How do butterflies use their wing colors?

Kallima paralekta butterfly

Butterfly wings are made of two protein membranes that are covered in thousands of scales and tiny hairs. These wing scales are overlapping pieces of the protein chitin and are modified, plate-like setae. The colors and patterns of butterfly and moth wings come from these layers of tiny scales. There are many purposes for the scales and their coloration.

Butterflies with bright colors and patterns are advertising to predators that they are distasteful.  There are  also butterflies and moths that  are very brightly colored that are mimicking a species that is bad-tasting in hopes of fooling its predators.

The scales form patterns that provide the butterflies with camouflage which helps them hide from predators by easily blending in with the environment. Common forms of butterfly or moth camouflage are wing patterns that resemble leaves or tree bark. Often, the scales on the top of a butterfly’s wings are brightly colored, while the scales on the underside are patterned for camouflage while the butterfly rests.

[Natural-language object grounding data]

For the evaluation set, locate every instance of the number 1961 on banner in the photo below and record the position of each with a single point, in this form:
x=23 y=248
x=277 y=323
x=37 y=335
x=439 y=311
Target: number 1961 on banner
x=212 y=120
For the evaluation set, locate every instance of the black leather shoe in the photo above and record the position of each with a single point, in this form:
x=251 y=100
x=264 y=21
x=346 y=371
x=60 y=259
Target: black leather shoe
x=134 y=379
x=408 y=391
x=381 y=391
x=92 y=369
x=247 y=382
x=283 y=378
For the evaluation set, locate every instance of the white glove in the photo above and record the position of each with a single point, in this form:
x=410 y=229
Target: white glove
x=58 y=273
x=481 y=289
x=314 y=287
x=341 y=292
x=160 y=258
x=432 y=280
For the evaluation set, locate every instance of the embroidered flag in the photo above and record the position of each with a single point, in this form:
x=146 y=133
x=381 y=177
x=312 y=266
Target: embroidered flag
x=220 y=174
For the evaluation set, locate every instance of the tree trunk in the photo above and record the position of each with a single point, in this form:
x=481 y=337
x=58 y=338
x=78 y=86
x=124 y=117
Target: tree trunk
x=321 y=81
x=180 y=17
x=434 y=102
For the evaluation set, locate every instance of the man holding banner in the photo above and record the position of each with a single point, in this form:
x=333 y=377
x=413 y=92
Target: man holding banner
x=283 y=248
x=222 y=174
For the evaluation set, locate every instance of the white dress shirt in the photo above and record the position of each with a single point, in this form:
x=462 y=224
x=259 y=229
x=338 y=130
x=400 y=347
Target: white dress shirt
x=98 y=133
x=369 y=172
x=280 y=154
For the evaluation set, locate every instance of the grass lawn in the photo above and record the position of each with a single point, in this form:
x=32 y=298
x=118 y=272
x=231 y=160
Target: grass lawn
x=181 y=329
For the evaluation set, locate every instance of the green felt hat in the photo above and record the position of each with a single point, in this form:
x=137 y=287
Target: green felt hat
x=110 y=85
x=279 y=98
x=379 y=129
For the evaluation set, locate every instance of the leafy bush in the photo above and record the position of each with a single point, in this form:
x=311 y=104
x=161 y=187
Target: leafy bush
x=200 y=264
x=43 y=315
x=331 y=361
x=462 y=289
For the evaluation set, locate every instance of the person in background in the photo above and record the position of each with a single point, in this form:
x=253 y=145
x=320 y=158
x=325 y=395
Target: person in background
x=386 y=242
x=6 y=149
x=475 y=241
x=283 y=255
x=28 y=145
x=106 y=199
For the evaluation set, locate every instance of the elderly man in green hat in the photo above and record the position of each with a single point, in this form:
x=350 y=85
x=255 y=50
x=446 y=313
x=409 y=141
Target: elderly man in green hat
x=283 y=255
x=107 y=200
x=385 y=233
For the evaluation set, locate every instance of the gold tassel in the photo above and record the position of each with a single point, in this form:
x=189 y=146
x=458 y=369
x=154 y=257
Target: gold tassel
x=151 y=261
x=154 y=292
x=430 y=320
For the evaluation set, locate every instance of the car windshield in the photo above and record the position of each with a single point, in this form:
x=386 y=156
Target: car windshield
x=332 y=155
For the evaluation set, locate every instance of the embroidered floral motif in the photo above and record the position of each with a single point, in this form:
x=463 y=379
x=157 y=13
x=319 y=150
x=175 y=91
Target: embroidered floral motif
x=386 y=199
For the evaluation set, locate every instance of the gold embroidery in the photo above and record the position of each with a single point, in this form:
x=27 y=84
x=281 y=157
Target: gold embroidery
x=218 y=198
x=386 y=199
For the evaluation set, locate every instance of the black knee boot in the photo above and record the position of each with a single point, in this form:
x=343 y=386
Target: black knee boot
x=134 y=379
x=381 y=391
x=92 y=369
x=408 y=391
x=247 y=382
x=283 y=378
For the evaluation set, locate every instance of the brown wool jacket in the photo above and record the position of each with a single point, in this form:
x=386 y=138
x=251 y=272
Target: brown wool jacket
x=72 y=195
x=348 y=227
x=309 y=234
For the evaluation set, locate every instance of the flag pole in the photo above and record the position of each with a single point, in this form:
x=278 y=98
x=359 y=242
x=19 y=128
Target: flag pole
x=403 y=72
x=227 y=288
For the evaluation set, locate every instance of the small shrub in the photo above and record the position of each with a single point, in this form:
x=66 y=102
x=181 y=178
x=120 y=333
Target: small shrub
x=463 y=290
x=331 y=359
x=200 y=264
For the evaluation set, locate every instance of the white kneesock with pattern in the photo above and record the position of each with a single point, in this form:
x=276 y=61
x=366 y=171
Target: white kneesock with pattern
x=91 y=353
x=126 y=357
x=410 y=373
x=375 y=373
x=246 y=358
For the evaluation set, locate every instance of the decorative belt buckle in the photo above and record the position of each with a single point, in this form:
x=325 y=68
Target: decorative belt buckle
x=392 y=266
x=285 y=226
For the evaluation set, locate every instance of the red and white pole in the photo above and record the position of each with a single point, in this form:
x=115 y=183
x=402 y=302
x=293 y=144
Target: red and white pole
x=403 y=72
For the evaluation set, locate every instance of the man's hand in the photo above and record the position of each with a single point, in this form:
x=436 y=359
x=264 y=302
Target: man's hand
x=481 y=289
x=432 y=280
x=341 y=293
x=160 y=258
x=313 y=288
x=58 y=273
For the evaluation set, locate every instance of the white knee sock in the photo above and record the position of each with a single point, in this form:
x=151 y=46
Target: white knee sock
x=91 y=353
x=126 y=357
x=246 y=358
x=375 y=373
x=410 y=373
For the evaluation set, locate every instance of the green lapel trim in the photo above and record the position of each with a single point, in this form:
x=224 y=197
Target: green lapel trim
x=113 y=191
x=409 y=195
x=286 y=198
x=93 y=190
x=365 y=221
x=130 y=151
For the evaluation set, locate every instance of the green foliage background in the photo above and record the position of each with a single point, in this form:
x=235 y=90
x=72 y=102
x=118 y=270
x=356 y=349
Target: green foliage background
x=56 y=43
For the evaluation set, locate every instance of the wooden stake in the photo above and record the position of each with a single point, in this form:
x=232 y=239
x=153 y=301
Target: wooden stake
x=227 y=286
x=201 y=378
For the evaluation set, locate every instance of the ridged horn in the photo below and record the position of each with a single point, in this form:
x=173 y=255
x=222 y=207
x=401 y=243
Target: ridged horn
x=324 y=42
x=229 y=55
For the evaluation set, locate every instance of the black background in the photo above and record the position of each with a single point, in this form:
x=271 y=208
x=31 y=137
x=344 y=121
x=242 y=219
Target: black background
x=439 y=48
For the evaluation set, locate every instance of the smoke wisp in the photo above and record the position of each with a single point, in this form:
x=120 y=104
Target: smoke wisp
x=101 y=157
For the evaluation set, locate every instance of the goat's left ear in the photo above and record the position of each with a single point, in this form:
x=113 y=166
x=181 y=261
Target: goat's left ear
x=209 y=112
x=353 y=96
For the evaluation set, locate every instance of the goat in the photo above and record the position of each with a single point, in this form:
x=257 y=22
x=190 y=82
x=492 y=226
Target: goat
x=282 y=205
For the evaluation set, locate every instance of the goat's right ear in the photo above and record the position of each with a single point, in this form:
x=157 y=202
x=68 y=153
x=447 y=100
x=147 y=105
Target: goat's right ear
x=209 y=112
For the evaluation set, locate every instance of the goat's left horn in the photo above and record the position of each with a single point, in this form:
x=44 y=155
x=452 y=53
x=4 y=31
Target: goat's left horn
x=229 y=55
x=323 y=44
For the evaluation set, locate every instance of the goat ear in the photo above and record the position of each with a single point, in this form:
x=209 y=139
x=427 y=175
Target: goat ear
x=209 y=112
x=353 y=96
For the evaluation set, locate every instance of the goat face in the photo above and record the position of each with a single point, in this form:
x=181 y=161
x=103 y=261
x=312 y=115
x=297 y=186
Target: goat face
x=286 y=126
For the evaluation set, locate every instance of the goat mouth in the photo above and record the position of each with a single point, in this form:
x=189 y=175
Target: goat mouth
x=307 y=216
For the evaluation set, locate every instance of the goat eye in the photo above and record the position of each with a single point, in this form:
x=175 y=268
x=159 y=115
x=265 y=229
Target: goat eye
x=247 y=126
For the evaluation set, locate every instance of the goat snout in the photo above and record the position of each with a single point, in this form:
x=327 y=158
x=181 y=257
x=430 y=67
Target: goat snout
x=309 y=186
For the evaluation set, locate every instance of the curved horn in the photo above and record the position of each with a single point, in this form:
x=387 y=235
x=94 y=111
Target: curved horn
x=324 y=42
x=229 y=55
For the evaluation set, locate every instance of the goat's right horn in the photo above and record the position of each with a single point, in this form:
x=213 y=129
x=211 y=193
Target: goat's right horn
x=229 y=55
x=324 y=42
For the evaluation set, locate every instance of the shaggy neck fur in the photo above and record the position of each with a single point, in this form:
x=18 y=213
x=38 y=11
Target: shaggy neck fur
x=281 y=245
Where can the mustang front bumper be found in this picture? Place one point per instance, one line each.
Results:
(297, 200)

▶ **Work order 1**:
Answer these questions about the text on butterfly wing colors.
(a) What protein are the wing scales made of?
(b) What are butterflies with bright colors and patterns advertising to predators?
(c) What do common forms of butterfly or moth camouflage resemble?
▶ **Work order 2**:
Pick up the text on butterfly wing colors after its final sentence and continue it.

▶ **Exercise response 1**:
(a) Chitin.
(b) That they are distasteful.
(c) Leaves or tree bark.

▶ **Exercise response 2**:
Butterflies get their colors from pigments and structures.  The ordinary color comes from chemical pigments that absorb certain wavelengths of light and reflect others. For example, a butterfly that appears green soaks up the red and blue wavelengths of light and reflects the green, which is what you see when the light bounces back to the eye. Butterflies that are brown or yellow get their different shades from melanin, the same pigment that colors human skin. The metallic-looking color of butterflies stems from the specific structure of the butterflies’ wings and explains why some of a butterfly’s colors seem to shift, change, and appear intense. This quality of changing colors as the observer moves is known as iridescence. It happens when light passes through a transparent, multilayered surface and is reflected more than once. The multiple reflections compound one another and intensify colors.

Butterflies use colors and patterns for attraction and deception.  Some butterflies look for certain colors or patterns when searching for a mate.  Several species of butterflies and moths have eyespots on their wings. This tricks predators into thinking the butterfly is actually a larger animal, such as an owl.

There are often ultraviolet patterns on the wings that may be seen by other butterflies. These patterns are invisible to us, but are used by the butterflies to find and distinguish mates.